### Quoted text
******************************

# I been listening to local talk radio some recently



## Fetch (Mar 1, 2002)

I t seems alot of people think our Legislature is really screwed up & a Big part of the problems ND is expirencing

A bunch of Ultra conservative or lost Liberals - & OLD - Nerds - ??? I really don't mean or want to be disrespectful. But I heard back from a few really sharp caring Legislators - But the vast majority ??? - need to move it on over & let some fresh blood & ideas come to be. :eyeroll: :******: :roll:

I'd say the brain drain & lack of educated - smart people is manifesting it'self there more than anywhere


----------



## prairie hunter (Mar 13, 2002)

I am really on a smart *** role lately so I just have to say it:

*Many of the educated and insightful ND men and women are now called Non Resident Hunters. *:lol:

We are not just talking 4 yr NDSU and UND degrees here folks. Many of the bright kids completing technical skills training at Whapeton move to MN and beyond. Opportunity is what they are looking for.

ND people are recognized as intelligent, hard working, and enthusiastic.
When I hire I like to go looking west of the Red.

The new hockey arena in Grand Forks was not financed by a resident of ND. Ralph would have built what kind of fortune working and living in GF after his time at UND ?


----------



## KEN W (Feb 22, 2002)

So what's your point????We already know you are a NON-RESIDENT


----------



## HuntnLab (Jan 24, 2003)

I have really tried hard not to get involved with this non sence of arguing with PH. All I can say to you PH, opinions are like a$$holes, everyones got one. :******:


----------



## prairie hunter (Mar 13, 2002)

1) I am not the only one.

2) Those that leave may eventualy offer ND more than if they had stayed.

3) Offering better hunting to those that stay in ND may keep a few around. But are those the people that are the highly driven and will direct ND to a better future. A few not all.

*Careers, professional growth opportunities, income *... will keep them or get them back.

What are the goals of the high school students of Bottno?

Stretching your wings often makes you a stronger, well rounded individual.

Imagine a place lets say Bongo, where everyone graduates from HS and works for dad or the neighbor. A few get to Minnow State and get there teaching degree .. return immediately to teach. Pretty isolated group of people.

Here the banjo playing in those hills already.

Stretching out to the North Dakota University system or liberal art schools or even dare I say ... education outside of ND ... will only strengthen those that stay or return. College, military ... good reasons for some to leave - even if for a little while - say 4 years.

Pride in community is one thing. Willingness to absorb information, ideas, and energy from other regions of the world is beneficial.

******************************

### Excerpted data
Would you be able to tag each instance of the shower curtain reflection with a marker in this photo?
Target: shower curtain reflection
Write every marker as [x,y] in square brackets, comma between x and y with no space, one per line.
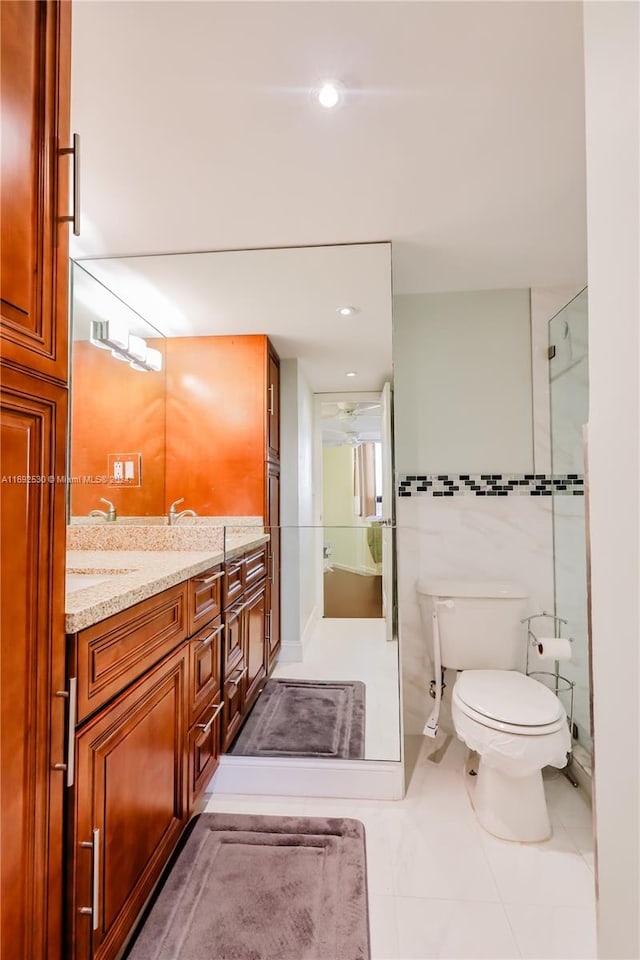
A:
[569,388]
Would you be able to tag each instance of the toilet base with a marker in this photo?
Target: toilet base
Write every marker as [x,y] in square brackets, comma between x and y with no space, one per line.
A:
[511,808]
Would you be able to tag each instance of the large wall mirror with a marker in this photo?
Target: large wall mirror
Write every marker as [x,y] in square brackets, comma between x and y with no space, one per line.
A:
[327,312]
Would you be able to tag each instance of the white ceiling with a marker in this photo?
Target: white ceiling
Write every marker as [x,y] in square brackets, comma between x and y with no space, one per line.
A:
[461,138]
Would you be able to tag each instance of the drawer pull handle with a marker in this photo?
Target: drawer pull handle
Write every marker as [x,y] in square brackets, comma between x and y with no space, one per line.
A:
[214,633]
[75,216]
[205,581]
[94,846]
[235,611]
[205,727]
[236,680]
[70,696]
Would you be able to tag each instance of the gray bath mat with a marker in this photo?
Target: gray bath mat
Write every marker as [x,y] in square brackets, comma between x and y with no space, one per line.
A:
[305,718]
[262,888]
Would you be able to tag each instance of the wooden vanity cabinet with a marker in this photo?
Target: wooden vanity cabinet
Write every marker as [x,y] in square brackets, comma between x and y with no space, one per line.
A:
[273,405]
[256,652]
[35,97]
[205,598]
[244,651]
[130,806]
[204,709]
[147,742]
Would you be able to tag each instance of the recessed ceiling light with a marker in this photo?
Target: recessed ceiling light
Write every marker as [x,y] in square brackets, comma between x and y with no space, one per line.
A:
[329,94]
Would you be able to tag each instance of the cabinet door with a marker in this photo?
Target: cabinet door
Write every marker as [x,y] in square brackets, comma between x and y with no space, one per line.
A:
[273,529]
[273,405]
[130,806]
[204,668]
[204,749]
[35,60]
[233,696]
[233,636]
[32,517]
[255,615]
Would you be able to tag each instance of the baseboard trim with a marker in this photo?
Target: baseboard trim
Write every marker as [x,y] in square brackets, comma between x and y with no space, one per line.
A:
[307,777]
[361,571]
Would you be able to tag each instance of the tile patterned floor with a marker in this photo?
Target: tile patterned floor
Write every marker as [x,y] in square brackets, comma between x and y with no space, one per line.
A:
[356,649]
[440,887]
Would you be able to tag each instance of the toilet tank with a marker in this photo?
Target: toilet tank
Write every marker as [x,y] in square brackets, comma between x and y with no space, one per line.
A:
[479,622]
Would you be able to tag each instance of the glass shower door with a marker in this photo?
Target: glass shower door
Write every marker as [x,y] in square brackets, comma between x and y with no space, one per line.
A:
[569,389]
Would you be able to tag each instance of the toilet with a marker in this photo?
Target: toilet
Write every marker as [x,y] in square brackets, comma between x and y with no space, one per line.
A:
[514,723]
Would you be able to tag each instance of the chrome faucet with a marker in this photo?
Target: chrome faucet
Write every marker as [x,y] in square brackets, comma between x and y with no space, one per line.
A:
[108,515]
[174,517]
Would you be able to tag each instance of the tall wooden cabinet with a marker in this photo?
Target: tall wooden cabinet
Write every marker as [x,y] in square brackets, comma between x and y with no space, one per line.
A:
[223,442]
[35,98]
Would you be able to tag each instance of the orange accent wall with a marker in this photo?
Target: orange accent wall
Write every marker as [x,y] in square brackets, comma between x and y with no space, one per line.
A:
[115,409]
[216,390]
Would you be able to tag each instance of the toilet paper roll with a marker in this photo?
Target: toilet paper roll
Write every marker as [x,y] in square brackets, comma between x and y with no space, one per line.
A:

******************************

### Stated goal A
Reproduce a passage from the thread on North Dakota's brain drain, beginning at the words "1) I am not" and stopping after the words "group of people.".
### Stated goal B
Answer these questions from the thread on North Dakota's brain drain:
(i) In which city was the new hockey arena not financed by a resident of North Dakota?
(ii) Where does prairie hunter say he likes to look when he hires?
(iii) What three things does prairie hunter say will keep people or get them back?

### Full answer A
1) I am not the only one.

2) Those that leave may eventualy offer ND more than if they had stayed.

3) Offering better hunting to those that stay in ND may keep a few around. But are those the people that are the highly driven and will direct ND to a better future. A few not all.

*Careers, professional growth opportunities, income *... will keep them or get them back.

What are the goals of the high school students of Bottno?

Stretching your wings often makes you a stronger, well rounded individual.

Imagine a place lets say Bongo, where everyone graduates from HS and works for dad or the neighbor. A few get to Minnow State and get there teaching degree .. return immediately to teach. Pretty isolated group of people.

### Full answer B
(i) Grand Forks
(ii) West of the Red
(iii) Careers, professional growth opportunities, and income